Raw records
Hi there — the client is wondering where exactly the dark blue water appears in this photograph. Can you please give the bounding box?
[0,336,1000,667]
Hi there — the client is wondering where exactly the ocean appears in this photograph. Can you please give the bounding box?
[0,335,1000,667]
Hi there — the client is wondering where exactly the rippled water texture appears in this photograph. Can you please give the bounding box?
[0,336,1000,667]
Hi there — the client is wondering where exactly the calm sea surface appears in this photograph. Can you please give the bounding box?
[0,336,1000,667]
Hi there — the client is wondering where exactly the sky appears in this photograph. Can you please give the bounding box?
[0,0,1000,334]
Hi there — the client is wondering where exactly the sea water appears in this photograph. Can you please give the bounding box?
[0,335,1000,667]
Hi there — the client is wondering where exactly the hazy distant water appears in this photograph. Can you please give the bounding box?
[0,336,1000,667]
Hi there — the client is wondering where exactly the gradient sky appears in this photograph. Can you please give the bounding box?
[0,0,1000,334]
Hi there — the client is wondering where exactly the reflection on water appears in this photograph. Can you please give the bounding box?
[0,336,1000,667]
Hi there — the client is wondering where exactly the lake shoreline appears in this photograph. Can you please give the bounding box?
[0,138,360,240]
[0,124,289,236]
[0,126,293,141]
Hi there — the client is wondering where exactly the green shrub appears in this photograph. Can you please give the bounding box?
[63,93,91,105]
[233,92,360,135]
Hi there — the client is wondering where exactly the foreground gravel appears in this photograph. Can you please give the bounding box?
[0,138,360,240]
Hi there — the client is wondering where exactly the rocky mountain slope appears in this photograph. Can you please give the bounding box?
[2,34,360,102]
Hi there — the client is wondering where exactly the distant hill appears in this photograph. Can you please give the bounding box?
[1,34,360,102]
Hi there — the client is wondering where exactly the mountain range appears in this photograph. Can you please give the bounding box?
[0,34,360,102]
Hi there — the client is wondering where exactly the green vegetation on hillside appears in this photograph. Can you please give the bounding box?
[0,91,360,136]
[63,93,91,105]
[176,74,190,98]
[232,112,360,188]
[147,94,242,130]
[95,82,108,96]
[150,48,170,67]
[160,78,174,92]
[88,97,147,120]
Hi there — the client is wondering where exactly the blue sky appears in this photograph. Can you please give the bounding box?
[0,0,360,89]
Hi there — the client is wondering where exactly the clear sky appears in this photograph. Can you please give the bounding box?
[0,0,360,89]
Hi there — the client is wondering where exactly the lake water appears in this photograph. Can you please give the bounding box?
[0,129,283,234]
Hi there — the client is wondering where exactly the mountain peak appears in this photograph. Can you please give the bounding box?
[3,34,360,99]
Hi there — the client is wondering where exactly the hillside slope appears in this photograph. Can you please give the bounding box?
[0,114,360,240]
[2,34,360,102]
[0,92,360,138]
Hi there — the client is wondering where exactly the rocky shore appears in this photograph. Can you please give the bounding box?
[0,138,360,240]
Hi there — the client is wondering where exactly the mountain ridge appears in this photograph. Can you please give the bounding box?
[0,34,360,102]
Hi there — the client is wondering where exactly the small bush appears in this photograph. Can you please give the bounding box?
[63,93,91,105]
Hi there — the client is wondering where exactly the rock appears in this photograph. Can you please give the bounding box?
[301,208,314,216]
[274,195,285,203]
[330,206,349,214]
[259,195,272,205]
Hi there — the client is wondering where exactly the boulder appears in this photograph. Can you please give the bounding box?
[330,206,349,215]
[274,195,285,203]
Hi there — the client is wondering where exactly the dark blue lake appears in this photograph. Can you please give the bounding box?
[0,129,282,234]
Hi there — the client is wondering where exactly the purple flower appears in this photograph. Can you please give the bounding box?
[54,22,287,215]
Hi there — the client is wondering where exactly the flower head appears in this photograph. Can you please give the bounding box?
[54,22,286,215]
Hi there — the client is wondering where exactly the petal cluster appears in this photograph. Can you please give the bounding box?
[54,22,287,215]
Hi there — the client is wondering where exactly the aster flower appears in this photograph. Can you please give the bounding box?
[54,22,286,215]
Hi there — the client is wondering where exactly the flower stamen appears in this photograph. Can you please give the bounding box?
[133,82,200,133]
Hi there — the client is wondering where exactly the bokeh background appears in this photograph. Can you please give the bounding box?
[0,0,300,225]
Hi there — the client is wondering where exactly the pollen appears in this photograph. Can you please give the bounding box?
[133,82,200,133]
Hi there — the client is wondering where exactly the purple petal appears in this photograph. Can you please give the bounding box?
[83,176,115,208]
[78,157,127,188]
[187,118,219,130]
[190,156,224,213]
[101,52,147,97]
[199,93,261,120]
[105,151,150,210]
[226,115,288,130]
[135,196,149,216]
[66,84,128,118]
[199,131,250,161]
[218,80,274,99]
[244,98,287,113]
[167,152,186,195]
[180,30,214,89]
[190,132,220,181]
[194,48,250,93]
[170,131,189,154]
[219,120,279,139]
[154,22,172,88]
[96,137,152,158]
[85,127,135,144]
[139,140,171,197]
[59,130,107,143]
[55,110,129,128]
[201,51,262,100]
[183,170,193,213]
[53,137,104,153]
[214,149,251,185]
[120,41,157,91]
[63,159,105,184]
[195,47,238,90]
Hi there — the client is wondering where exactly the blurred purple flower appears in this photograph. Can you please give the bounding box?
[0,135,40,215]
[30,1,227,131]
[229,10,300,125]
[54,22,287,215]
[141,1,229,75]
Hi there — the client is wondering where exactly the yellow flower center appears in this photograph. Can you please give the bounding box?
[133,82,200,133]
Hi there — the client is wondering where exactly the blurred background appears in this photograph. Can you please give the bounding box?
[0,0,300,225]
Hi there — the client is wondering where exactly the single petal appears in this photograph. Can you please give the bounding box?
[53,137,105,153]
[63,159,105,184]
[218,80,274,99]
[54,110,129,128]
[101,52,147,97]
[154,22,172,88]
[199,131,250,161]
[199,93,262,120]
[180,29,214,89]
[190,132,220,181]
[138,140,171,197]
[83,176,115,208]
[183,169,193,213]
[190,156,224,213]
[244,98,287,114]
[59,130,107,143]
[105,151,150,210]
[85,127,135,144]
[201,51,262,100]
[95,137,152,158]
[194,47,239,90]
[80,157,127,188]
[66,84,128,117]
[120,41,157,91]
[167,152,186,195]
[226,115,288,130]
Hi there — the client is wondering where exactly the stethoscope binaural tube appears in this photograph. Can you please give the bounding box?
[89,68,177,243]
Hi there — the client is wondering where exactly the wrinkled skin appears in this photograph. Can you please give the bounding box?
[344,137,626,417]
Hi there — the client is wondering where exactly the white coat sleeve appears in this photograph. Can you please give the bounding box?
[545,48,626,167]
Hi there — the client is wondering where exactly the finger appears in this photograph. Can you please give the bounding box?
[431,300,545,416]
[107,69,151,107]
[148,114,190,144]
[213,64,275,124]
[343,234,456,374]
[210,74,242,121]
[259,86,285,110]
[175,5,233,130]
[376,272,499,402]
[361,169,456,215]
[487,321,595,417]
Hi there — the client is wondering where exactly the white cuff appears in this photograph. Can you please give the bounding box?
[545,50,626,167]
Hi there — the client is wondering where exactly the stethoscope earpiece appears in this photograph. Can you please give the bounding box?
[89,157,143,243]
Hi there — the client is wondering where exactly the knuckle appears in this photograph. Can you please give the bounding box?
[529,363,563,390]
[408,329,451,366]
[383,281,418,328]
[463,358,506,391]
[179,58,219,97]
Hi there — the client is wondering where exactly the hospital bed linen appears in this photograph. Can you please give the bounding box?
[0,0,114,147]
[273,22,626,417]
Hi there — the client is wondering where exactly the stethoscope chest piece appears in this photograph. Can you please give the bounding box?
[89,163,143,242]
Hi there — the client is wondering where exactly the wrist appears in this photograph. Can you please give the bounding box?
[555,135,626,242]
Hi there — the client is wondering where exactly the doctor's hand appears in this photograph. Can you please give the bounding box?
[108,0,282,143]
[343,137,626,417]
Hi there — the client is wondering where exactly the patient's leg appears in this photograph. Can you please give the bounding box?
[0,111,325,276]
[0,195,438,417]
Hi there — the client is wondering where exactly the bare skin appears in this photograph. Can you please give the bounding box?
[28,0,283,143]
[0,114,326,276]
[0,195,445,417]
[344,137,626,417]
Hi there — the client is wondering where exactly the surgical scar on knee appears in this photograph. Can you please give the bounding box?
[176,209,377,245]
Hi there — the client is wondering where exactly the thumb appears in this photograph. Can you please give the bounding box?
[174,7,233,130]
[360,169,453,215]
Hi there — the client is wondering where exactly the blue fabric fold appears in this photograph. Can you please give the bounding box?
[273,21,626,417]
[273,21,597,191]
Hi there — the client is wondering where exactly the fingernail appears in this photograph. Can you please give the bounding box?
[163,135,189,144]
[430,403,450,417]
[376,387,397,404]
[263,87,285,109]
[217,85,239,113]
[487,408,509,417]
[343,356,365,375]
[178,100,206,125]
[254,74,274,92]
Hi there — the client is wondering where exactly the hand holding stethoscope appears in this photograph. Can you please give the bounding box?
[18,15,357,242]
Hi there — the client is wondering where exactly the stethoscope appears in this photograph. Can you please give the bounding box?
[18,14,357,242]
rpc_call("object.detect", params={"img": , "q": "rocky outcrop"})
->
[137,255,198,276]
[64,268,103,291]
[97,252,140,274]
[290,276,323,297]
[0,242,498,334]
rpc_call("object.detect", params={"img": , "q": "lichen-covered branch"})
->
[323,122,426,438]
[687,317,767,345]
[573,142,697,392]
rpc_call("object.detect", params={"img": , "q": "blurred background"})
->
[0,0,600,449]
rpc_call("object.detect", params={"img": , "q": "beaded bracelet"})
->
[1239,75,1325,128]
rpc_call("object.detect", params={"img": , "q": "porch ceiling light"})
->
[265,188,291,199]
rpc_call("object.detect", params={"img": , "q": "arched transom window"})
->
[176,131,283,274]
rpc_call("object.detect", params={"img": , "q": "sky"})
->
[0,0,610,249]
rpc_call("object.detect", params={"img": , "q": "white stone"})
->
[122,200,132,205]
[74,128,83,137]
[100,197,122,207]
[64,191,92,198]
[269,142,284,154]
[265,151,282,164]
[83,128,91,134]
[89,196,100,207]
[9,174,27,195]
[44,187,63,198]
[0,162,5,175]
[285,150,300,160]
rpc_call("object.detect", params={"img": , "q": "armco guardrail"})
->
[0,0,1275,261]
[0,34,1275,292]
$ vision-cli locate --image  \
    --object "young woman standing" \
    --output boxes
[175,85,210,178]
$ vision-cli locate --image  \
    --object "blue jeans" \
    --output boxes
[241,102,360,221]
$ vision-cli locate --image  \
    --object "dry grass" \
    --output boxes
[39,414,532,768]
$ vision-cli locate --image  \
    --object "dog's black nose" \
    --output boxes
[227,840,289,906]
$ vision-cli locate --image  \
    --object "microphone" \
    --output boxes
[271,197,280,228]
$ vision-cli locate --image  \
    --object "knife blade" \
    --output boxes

**AIM OF THE TASK**
Add 103 to every bounding-box coordinate in the answers on the lines from the one containing "the white cuff" through the one containing "[555,135,626,242]". Please write out only those entries again in full, requests included.

**PROBLEM SOLUTION**
Hi there — the client is wondering where exactly the white cuff appears in this photograph. Can you please give the bounding box?
[648,153,729,270]
Hi there — the client is wondering where exactly the stethoscope earpiece appears in this photograph. Can you please give the bounding box?
[192,260,246,346]
Hi there — the client is wondering where exactly the knuckle appears in this photograph. Can you please give the bounding box?
[632,466,666,493]
[511,432,554,469]
[486,384,521,431]
[566,461,609,494]
[282,161,322,200]
Hi there — the client is wondering where exactly the hospital bed linen appears in this photograph. Can you please give the bounding box?
[103,103,217,250]
[376,125,729,520]
Hi there — the client is wondering where exactly the stethoscope chest piece appears in this photograph. Can you please give the bounding box?
[192,266,246,345]
Hi there — the client is wondering where exactly the wrist appears in this photograph. Can you please give the bounding box?
[658,238,729,345]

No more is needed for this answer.